所给文本 –
═══

需要强调的是,本模型及其关联训练数据仅用于学术研究。我们明确声明,对于因不当使用、解读错误、非法活动、虚假信息传播,或使用本模型及其训练数据相关的任何数据安全问题所引发的一切问题,不承担任何责任。
我们强烈鼓励用户直接向我们报告任何与数据滥用、安全漏洞或潜在侵权相关的问题,以便我们立即开展调查与解决。
### 联系方式:{`ge.zhang@uwaterloo.ca; duxinrun2000@gmail.com`}
我们始终将负责任的数据共享与学术工具的安全置于首位。感谢您配合本技术的合规使用。
## 许可证
MAP-CC 数据集依据知识共享署名-非商业性使用-禁止演绎4.0国际许可协议(CC BY-NC-ND 4.0)条款进行发布(详见[LICENSE](LICENSE))。
使用MAP-CC数据集即表示您接受并同意受CC BY-NC-ND 4.0许可协议的条款约束。本许可协议允许用户仅以非商业目的共享(以任何媒介或形式复制和重新分发材料)MAP-CC数据集,且不得进行修改或演绎,同时需为创作者提供恰当署名。详细信息请参阅[LICENSE](LICENSE)文件。

═══

集合中存储的条目
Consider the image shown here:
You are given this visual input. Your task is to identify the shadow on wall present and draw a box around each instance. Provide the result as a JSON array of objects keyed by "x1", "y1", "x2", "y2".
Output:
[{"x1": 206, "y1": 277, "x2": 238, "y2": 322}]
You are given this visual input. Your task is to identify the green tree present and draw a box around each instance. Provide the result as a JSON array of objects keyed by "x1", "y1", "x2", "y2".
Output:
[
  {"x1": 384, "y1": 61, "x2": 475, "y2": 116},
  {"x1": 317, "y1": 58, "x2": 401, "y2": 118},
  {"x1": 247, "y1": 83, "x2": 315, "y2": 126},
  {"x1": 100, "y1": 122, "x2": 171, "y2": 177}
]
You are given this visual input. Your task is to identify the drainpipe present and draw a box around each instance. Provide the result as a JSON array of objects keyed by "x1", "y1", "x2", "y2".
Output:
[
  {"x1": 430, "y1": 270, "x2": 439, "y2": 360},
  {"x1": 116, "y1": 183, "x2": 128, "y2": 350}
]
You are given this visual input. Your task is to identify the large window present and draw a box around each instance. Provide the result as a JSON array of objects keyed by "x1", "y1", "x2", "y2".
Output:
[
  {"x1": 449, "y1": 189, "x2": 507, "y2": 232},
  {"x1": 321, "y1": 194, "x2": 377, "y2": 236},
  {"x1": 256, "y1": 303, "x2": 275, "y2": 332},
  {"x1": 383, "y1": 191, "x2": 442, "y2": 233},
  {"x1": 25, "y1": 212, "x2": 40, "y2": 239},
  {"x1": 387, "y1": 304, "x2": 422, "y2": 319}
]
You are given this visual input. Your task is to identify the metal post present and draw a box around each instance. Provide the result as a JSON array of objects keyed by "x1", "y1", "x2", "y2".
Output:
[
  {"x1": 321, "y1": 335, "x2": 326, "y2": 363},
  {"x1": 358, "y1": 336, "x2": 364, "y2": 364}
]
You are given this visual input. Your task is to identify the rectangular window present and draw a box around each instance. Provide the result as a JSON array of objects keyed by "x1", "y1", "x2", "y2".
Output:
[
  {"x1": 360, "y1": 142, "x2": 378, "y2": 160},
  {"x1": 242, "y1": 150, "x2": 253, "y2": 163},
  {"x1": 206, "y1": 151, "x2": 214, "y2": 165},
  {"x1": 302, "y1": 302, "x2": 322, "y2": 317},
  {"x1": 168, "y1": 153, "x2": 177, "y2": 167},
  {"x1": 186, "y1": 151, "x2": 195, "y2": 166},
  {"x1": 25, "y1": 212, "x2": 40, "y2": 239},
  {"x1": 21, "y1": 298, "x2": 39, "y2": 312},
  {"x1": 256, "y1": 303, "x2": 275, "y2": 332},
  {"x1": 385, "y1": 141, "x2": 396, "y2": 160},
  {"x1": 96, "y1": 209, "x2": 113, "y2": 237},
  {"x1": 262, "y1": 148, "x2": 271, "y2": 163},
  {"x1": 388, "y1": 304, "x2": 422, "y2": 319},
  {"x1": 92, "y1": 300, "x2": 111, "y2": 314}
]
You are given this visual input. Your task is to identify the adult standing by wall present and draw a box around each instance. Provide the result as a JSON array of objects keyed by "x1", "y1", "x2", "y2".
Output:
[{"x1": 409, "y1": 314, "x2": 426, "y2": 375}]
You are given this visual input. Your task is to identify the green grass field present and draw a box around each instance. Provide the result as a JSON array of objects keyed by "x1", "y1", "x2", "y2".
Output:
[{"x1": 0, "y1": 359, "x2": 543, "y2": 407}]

═══

作答要求 –
(1) 从MAP-CC 数据集声明中摘出自“需要强调的是,本模型及其关联”一直到“以便我们立即开展调查与解决。”的全部文字,一字不改。
(2) MAP-CC 数据集声明说明对哪些情形引发的问题不承担任何责任?请逐项列出。
(3) 根据MAP-CC 数据集声明回答:
(a) 本模型及其关联训练数据仅用于什么?
(b) 鼓励用户直接报告哪些方面的问题?
(c) MAP-CC 数据集依据哪项许可协议发布?

各题解答 –
(1)
需要强调的是,本模型及其关联训练数据仅用于学术研究。我们明确声明,对于因不当使用、解读错误、非法活动、虚假信息传播,或使用本模型及其训练数据相关的任何数据安全问题所引发的一切问题,不承担任何责任。
我们强烈鼓励用户直接向我们报告任何与数据滥用、安全漏洞或潜在侵权相关的问题,以便我们立即开展调查与解决。

(2)
不当使用
解读错误
非法活动
虚假信息传播
使用本模型及其训练数据相关的任何数据安全问题

(3)
(a) 学术研究。
(b) 与数据滥用、安全漏洞或潜在侵权相关的问题。
(c) 知识共享署名-非商业性使用-禁止演绎4.0国际许可协议(CC BY-NC-ND 4.0)。